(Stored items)

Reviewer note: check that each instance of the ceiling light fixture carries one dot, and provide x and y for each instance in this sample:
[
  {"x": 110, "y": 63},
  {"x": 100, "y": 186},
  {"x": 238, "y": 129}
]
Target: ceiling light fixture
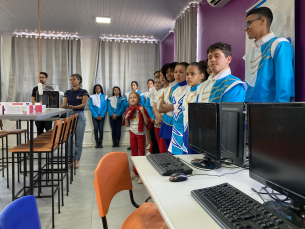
[{"x": 103, "y": 20}]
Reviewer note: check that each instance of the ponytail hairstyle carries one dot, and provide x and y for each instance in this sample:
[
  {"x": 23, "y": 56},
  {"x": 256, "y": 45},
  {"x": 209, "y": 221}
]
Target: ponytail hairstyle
[
  {"x": 202, "y": 67},
  {"x": 164, "y": 70}
]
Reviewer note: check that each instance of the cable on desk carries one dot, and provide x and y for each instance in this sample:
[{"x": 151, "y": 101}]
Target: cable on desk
[{"x": 218, "y": 175}]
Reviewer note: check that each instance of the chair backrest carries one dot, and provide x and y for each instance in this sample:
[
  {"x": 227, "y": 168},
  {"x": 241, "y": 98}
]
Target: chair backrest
[
  {"x": 112, "y": 175},
  {"x": 58, "y": 124},
  {"x": 21, "y": 214},
  {"x": 67, "y": 125}
]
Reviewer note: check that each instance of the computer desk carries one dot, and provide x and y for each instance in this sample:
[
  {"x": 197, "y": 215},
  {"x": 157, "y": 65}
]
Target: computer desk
[{"x": 173, "y": 199}]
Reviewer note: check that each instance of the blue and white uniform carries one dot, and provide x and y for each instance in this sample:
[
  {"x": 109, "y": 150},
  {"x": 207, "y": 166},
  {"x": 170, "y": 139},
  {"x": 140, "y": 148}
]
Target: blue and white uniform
[
  {"x": 115, "y": 105},
  {"x": 98, "y": 105},
  {"x": 227, "y": 88},
  {"x": 269, "y": 70},
  {"x": 200, "y": 92},
  {"x": 167, "y": 121},
  {"x": 150, "y": 99},
  {"x": 176, "y": 145}
]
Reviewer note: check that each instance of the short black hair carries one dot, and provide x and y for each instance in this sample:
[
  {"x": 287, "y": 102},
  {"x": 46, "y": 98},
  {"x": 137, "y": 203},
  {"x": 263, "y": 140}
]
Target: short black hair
[
  {"x": 202, "y": 67},
  {"x": 120, "y": 95},
  {"x": 44, "y": 73},
  {"x": 135, "y": 83},
  {"x": 224, "y": 47},
  {"x": 151, "y": 81},
  {"x": 185, "y": 64},
  {"x": 263, "y": 12},
  {"x": 78, "y": 76},
  {"x": 164, "y": 69},
  {"x": 98, "y": 85},
  {"x": 172, "y": 65}
]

* _PROBLEM DETAILS_
Each line of the data must be transcribed exactly; pictures are not carried over.

* _ANSWER BOX_
Reviewer note: check that each instance of the ceiling light fixture carries one dot, and provide x and y for each instance in this sample:
[
  {"x": 110, "y": 63},
  {"x": 100, "y": 186},
  {"x": 238, "y": 129}
]
Target: ceiling light fixture
[{"x": 103, "y": 20}]
Reviewer note: check that each instance of the ponytail hairstyle carries one dot, and provide x and y for each instance in this sample:
[
  {"x": 23, "y": 56},
  {"x": 256, "y": 45},
  {"x": 209, "y": 221}
]
Target: ponytail hairstyle
[
  {"x": 202, "y": 67},
  {"x": 164, "y": 70}
]
Reviewer note: check that each instance of the cable on desk carries one dot, and provide x and y for each instance in this sample:
[{"x": 151, "y": 101}]
Target: cable on desk
[{"x": 218, "y": 175}]
Reviewer note: check that each instance of the chair backrest carries one dot, and provide x and y for each instance in this sample:
[
  {"x": 227, "y": 168},
  {"x": 241, "y": 98}
]
Target: chair backrest
[
  {"x": 112, "y": 175},
  {"x": 58, "y": 124},
  {"x": 21, "y": 214},
  {"x": 67, "y": 125}
]
Reviewer note: check that each instance of the computer desk carries one dot, and provide x and y for each instance in this sample:
[
  {"x": 197, "y": 215},
  {"x": 157, "y": 65}
]
Target: computer desk
[{"x": 173, "y": 199}]
Reviewer note: check that each instance of the blue and white uniform carries one dot, and provide x and y for each instance in this sample:
[
  {"x": 109, "y": 150},
  {"x": 207, "y": 166},
  {"x": 170, "y": 139},
  {"x": 140, "y": 148}
]
Target: blue and white uniform
[
  {"x": 115, "y": 105},
  {"x": 98, "y": 105},
  {"x": 227, "y": 88},
  {"x": 269, "y": 70},
  {"x": 200, "y": 92},
  {"x": 167, "y": 121},
  {"x": 150, "y": 99},
  {"x": 176, "y": 145}
]
Reviewer note: check that each instance of the short black hair carries one dot, and provide x and y for each instance in this sample:
[
  {"x": 287, "y": 102},
  {"x": 46, "y": 98},
  {"x": 137, "y": 203},
  {"x": 263, "y": 140}
]
Target: short black hair
[
  {"x": 202, "y": 67},
  {"x": 120, "y": 95},
  {"x": 44, "y": 73},
  {"x": 135, "y": 83},
  {"x": 224, "y": 47},
  {"x": 151, "y": 81},
  {"x": 185, "y": 64},
  {"x": 263, "y": 12},
  {"x": 78, "y": 76},
  {"x": 164, "y": 69},
  {"x": 98, "y": 85},
  {"x": 172, "y": 65}
]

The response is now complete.